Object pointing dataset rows

------

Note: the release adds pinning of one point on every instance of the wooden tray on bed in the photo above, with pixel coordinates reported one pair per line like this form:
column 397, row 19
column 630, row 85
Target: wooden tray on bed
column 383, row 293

------

THE PROBLEM - What is needed here is an exact reproduction of all the entries.

FINAL ANSWER -
Note: the release adds pinning of one point on every instance of the wooden tray on bed in the photo above, with pixel coordinates reported one pair per line like this form:
column 397, row 19
column 630, row 85
Target: wooden tray on bed
column 383, row 293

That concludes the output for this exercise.